** begin Page excerpt **
Hadi Awang, who now heads a political party, calls for govt leaders ousted last year to be pardoned because of their religion
Malaysia's leaders should only be Muslims, says cleric

Pan-Malaysia Islamic Party chief Hadi Awang, pictured here, has called for former government figures accused of graft to be pardoned because they are Muslim. (Photo by Manan Vatsyayana/AFP)

Published: January 09, 2019 08:57 AM GMT
Updated: January 09, 2019 09:01 AM GMT

With trials set to begin and scores of Malaysia's former leaders facing jail for corruption and financial crimes, a powerful Muslim cleric-turned-politician has decried efforts to enforce the rule of law irrespective of the religious status of the defendants.

Malaysian Islamic Party chief, Hadi Awang, fighting a rearguard action to dispel growing disillusionment and among his co-religionists over the morality and ethics of the nation's former Muslim leaders, said their religion should be taken into consideration when judging them.
** end Page excerpt **
**Written problem 1**: Translate this sentence from the Hadi Awang article into Spanish: "Pan-Malaysia Islamic Party chief Hadi Awang, pictured here, has called for former government figures accused of graft to be pardoned because they are Muslim."
**Written problem 2**: Reproduce word for word the stretch of the Hadi Awang article from "Published: January 09, 2019" through "when judging them.".
** begin Data lines **
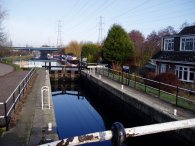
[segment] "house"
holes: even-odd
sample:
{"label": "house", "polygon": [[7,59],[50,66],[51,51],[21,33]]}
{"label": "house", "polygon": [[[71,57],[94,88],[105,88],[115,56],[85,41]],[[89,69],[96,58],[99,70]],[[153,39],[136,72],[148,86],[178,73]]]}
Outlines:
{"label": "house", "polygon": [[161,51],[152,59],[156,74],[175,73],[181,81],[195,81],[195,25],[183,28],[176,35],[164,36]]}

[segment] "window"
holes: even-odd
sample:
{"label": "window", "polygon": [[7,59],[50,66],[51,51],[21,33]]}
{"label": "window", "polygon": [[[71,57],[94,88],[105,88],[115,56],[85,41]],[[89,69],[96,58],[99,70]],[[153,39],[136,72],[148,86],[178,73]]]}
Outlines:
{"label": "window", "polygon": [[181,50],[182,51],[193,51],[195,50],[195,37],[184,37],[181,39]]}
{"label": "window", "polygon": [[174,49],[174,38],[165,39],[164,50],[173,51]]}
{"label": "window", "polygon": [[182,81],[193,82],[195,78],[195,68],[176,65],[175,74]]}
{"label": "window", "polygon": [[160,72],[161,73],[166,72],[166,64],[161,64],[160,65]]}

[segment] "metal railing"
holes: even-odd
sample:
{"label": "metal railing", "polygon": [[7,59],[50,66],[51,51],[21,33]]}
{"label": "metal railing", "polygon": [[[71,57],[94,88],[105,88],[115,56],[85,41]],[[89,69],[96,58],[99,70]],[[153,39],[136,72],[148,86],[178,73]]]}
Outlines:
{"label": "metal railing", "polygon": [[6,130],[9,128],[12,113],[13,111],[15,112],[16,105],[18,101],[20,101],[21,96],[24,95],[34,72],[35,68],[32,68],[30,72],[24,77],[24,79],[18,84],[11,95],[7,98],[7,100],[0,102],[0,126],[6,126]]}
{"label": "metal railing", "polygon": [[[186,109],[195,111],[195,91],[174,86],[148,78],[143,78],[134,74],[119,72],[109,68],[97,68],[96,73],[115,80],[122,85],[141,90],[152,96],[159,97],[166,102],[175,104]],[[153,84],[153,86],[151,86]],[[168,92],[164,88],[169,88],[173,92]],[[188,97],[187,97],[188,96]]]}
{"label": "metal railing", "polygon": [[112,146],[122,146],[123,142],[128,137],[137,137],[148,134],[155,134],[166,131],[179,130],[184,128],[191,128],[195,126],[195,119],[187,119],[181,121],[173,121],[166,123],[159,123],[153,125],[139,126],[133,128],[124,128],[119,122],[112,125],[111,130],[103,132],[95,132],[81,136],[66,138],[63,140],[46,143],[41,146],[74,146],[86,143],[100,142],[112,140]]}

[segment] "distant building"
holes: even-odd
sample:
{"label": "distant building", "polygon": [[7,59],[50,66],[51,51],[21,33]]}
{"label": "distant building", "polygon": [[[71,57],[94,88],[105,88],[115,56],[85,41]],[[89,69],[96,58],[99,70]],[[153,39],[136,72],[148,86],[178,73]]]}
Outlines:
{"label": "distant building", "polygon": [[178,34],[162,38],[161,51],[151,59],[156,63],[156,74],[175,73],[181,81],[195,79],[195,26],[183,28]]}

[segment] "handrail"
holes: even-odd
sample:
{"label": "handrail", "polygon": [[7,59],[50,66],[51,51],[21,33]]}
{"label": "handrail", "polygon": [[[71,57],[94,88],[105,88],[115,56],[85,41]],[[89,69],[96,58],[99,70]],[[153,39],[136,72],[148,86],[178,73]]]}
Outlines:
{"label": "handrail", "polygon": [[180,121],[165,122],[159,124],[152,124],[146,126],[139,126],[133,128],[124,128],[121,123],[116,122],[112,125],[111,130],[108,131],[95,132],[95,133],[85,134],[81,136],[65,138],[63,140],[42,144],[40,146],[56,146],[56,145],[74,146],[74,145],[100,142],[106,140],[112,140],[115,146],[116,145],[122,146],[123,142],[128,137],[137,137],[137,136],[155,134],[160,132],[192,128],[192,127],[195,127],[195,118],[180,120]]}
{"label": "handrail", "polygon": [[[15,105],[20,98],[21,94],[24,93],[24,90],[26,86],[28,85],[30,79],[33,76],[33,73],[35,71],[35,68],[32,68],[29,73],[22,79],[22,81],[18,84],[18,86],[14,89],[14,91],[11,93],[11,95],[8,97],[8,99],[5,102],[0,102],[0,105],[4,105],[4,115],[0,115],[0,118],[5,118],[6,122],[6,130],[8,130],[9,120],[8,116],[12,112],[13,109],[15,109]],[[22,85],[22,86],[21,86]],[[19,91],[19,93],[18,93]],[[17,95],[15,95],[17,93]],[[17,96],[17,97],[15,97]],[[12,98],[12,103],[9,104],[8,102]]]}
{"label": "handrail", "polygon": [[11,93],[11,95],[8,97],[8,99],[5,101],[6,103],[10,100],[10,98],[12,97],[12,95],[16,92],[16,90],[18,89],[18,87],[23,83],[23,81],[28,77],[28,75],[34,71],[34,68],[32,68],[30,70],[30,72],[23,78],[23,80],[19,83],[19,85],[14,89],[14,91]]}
** end Data lines **
**Complete response 1**: El líder del Partido Islámico Panmalasio, Hadi Awang, que aparece aquí, ha pedido que se indulte a antiguas figuras del gobierno acusadas de corrupción porque son musulmanas.

**Complete response 2**:
Published: January 09, 2019 08:57 AM GMT
Updated: January 09, 2019 09:01 AM GMT

With trials set to begin and scores of Malaysia's former leaders facing jail for corruption and financial crimes, a powerful Muslim cleric-turned-politician has decried efforts to enforce the rule of law irrespective of the religious status of the defendants.

Malaysian Islamic Party chief, Hadi Awang, fighting a rearguard action to dispel growing disillusionment and among his co-religionists over the morality and ethics of the nation's former Muslim leaders, said their religion should be taken into consideration when judging them.